2. The slag discharging method according to claim 1, wherein based
on a mass of the molten steel, an addition amount of the lime is
0.5-3 kg/t.
3. The slag discharging method according to claim 1, wherein an
oxygen supply intensity for blowing oxygen to the top of the steel
ladle is 50-300 NL/(mint), and a pressure is 0.5-2.0 MPa.
4. The slag discharging method according to claim 1, wherein a
pressure for blowing argon to the bottom of the steel ladle is
0.3-0.8 MPa.
5. The slag discharging method according to claim 1, wherein in a
process of the converting, fluorite is added to adjust a viscosity
of the basic slag.
6. The slag discharging method according to claim 1, wherein the
converting is carried out for a duration of 10-30 min, and after
the converting, a FeO content in the basic slag is 10%-30%.
7. The slag discharging method according to claim 1, wherein the
steel ladle is tilted so that the surface of the molten steel is
lower than the opening of the steel ladle by 50-200 mm.
8. The slag discharging method according to claim 1, wherein a tilt
angle of the steel ladle is 10-35 degrees.
9. The slag discharging method according to claim 1, wherein the
carbon-containing reducing agent comprises at least one of calcium
carbide and a carburant.
10. The slag discharging method according to claim 9, wherein the
carbon-containing reducing agent contains the calcium carbide,
wherein a particle size of the calcium carbide is 5-20 mm, and
based on the mass of the molten steel, an addition amount of the
calcium carbide is 0.3-0.7 kg/t.
11. The slag discharging method according to claim 9, wherein the
carbon-containing reducing agent contains the carburant, wherein a
particle size of the carburant is 0.5-1 mm, and based on the mass
of the molten steel, an addition amount of the carburant is 0.2-0.5
kg/t.
12. The slag discharging method according to claim 11, wherein the
carburant is activated carbon, and an addition amount of the
activated carbon is 0.3-0.4 kg/t.
13. A method for producing ultra-low phosphorus steel, comprising
the slag discharging method in a process of producing ultra-low
phosphorus steel according to claim 1, and refining and ingotting
after slag discharge.
14. The method according to claim 13, wherein the refining
comprises making, after completing the slag discharge, the steel
ladle return from a tilted state to an original state, adding
aluminum to the molten steel, and keeping argon blowing and
stirring for 2-4 min to complete deoxidation refining.

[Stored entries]
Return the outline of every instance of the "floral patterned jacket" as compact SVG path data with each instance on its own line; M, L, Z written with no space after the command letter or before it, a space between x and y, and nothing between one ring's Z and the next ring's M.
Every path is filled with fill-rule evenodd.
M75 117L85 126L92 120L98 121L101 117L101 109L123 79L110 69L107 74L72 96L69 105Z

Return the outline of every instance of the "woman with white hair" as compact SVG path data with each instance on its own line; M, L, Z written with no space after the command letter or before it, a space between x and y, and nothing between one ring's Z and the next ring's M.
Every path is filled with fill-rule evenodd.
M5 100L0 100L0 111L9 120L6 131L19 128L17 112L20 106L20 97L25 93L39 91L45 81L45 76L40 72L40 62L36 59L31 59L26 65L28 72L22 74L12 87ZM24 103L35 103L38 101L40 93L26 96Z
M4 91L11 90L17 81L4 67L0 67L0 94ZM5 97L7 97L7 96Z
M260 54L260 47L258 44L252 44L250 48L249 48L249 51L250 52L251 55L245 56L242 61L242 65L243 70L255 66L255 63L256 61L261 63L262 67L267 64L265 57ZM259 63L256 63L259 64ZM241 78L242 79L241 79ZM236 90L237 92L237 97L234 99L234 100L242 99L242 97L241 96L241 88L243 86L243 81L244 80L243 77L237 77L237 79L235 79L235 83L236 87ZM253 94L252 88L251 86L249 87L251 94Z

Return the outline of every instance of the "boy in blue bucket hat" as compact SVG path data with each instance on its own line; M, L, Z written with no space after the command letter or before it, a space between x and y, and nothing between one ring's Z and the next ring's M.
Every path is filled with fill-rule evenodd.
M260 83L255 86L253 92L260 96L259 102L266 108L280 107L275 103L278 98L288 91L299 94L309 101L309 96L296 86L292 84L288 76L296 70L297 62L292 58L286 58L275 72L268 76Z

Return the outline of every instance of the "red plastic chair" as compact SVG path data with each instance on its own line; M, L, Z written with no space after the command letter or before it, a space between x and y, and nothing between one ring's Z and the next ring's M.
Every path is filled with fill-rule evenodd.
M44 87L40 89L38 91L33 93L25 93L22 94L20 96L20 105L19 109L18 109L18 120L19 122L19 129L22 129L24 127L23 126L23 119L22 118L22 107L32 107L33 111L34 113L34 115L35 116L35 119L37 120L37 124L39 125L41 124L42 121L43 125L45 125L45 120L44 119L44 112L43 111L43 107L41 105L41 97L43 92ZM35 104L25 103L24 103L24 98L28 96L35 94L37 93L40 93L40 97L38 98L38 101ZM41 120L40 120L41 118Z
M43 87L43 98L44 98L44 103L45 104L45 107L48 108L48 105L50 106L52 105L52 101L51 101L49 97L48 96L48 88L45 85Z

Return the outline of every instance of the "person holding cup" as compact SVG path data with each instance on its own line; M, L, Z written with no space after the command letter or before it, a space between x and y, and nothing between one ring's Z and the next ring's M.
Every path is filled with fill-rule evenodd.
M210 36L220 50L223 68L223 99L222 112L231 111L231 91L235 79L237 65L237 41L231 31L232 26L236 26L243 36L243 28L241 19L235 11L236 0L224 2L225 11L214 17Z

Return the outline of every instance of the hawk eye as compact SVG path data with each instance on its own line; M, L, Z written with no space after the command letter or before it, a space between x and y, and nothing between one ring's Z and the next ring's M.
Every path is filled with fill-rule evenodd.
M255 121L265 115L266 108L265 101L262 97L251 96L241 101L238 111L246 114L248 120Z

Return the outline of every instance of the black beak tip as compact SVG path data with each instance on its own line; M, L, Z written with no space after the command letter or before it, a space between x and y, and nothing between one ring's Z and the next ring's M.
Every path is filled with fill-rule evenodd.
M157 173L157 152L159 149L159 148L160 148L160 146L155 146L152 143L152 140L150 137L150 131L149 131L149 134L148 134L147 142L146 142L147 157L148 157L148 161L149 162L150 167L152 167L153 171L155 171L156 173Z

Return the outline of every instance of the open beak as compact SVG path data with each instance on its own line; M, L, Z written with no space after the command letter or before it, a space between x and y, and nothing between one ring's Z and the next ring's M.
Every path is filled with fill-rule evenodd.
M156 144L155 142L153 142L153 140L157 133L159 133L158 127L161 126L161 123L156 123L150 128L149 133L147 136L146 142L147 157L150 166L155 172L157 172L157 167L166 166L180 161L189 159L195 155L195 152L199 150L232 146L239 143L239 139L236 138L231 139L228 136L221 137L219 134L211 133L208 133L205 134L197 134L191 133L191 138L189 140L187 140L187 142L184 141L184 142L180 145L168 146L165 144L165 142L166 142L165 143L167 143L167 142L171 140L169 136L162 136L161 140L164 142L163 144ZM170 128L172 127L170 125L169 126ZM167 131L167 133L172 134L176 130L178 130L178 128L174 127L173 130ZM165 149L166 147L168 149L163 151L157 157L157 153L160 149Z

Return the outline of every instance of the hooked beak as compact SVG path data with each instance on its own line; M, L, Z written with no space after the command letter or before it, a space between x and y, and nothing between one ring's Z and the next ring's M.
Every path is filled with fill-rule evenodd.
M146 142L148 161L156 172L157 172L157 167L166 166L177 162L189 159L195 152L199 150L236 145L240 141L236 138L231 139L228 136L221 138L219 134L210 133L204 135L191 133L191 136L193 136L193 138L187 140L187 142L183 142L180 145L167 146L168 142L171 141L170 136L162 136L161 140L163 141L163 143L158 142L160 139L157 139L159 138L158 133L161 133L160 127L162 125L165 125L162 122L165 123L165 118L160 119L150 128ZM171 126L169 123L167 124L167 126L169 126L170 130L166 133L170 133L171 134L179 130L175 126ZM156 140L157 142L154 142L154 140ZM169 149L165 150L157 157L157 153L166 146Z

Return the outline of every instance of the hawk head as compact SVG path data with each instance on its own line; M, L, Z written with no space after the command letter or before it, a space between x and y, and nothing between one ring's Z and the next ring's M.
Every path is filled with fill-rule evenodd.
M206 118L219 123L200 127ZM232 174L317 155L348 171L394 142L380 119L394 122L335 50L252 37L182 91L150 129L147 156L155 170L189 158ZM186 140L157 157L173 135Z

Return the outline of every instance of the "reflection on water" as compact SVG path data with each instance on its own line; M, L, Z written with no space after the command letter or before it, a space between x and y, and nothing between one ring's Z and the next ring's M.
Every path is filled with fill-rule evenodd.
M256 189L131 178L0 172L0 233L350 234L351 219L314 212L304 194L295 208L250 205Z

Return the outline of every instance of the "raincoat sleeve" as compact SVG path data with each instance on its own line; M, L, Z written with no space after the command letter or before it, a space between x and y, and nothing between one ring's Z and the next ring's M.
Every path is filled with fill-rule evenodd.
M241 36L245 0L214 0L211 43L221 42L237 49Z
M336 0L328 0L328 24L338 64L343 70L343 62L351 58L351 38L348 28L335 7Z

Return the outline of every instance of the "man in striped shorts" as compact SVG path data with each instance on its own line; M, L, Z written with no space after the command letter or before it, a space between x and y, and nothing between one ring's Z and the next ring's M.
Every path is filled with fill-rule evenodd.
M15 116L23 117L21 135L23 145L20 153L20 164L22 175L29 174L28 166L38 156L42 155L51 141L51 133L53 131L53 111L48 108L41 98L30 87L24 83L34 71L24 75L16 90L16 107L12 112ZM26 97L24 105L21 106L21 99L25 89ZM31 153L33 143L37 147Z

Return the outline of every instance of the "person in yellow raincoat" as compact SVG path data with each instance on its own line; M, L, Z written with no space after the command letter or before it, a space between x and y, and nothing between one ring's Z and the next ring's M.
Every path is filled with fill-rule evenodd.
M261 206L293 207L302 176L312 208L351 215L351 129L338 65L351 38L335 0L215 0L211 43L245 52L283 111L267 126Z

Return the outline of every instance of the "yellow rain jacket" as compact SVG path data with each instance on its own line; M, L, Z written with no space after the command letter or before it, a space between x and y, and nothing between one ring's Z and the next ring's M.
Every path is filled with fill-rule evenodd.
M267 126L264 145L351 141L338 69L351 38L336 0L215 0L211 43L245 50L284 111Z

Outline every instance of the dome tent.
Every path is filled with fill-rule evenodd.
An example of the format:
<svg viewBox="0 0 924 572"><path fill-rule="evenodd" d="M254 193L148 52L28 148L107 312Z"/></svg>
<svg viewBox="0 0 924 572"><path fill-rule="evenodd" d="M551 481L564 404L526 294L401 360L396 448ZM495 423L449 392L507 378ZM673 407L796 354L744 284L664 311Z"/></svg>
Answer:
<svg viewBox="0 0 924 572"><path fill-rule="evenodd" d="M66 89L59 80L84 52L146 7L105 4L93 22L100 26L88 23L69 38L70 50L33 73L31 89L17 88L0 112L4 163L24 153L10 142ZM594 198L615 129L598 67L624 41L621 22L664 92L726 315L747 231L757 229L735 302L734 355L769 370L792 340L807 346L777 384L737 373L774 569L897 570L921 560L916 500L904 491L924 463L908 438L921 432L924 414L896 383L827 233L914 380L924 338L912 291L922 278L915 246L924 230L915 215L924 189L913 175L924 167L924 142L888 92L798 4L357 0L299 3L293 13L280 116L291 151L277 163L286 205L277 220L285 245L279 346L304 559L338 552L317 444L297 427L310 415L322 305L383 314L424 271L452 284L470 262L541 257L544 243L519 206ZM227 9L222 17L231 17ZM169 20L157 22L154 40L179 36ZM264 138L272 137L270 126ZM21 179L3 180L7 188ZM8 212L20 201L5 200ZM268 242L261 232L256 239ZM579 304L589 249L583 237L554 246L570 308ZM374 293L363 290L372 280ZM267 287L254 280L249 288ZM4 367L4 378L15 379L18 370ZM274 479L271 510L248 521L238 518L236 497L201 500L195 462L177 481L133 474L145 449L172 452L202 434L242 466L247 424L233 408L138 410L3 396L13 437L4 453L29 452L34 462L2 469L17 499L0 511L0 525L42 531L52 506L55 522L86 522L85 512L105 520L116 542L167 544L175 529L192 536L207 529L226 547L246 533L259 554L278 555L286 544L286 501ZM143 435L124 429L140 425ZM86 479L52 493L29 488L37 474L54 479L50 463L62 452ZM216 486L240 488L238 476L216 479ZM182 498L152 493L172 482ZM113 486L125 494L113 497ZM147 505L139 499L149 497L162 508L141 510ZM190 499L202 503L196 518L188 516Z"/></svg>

:: WHAT YOU NEED TO DO ::
a. According to the slag discharging claims, what range of tilt angle is given for the steel ladle?
b. Reproduce the slag discharging claims from "6. The slag" up to and including "slag is 10%-30%.".
c. Carry on the slag discharging claims past their final sentence.

:: RESPONSES TO THE TASKS ::
a. 10-35 degrees.

b.
6. The slag discharging method according to claim 1, wherein the
converting is carried out for a duration of 10-30 min, and after
the converting, a FeO content in the basic slag is 10%-30%.

c.
15. The method according to claim 13, wherein the ingotting
comprises casting, after completing the refining, the molten steel
into steel ingots or continuous casting billets.
16. An ultra-low phosphorus steel, wherein a production of the
ultra-low phosphorus steel employs the slag discharging method in a
process of producing ultra-low phosphorus steel according to claim
1 for the slag discharge.
17. The ultra-low phosphorus steel according to claim 16, wherein
the ultra-low phosphorus steel has a phosphorus content of less
than 0.003%.
18. The slag discharging method according to claim 5, wherein based
on the mass of the molten steel, an addition amount of the fluorite
is 0.5-3 kg/t.
19. The slag discharging method according to claim 6, wherein the
converting is carried out for a duration of 15-20 min, and after
the converting, the FeO content in the basic slag is 15%-20%.
20. The method according to claim 15, wherein an addition amount of
the aluminum is 0.2-0.4 kg/t.
Description
CROSS-REFERENCE TO RELATED APPLICATIONS
[0001] The present disclosure claims the priority of the Chinese
patent application No. 2018114635554, filed with the China National
Intellectual Property Administration on Dec. 3, 2018 and entitled
"Slag Discharging Method in Process of Producing Ultra-low
Phosphorus Steel and Method for Producing Ultra-low Phosphorus
Steel", which is incorporated herein by reference in its
entirety.
TECHNICAL FIELD
[0002] The present disclosure relates to the technical field of
iron and steel smelting, and particularly to a slag discharging
method in a process of producing ultra-low phosphorus steel and a
method for producing ultra-low phosphorus steel.
BACKGROUND ART
[0003] Phosphorus is dissolved in ferrite in steel, and phosphorus
is stably present in molten steel in the form of Fe.sub.2P and
Fe.sub.3P, which tend to segregate during crystallization.
Phosphorus can significantly reduce the toughness of steel,
especially tempering toughness and low temperature impact
toughness, i.e., improve the cold brittleness of steel. Therefore,
some types of steel have relatively high requirements on phosphorus
content, e.g., a deep drawing steel, a casehardening steel for
automobiles, an ultra-low carbon steel, a high-grade pipeline
steel, etc.
[0004] There are generally three methods of dephosphorization: 1.
dephosphorization by pretreating molten iron; 2. converter duplex
dephosphorization; and 3. secondary dephosphorization of molten
steel. The dephosphorization effects are generally as follows: 1.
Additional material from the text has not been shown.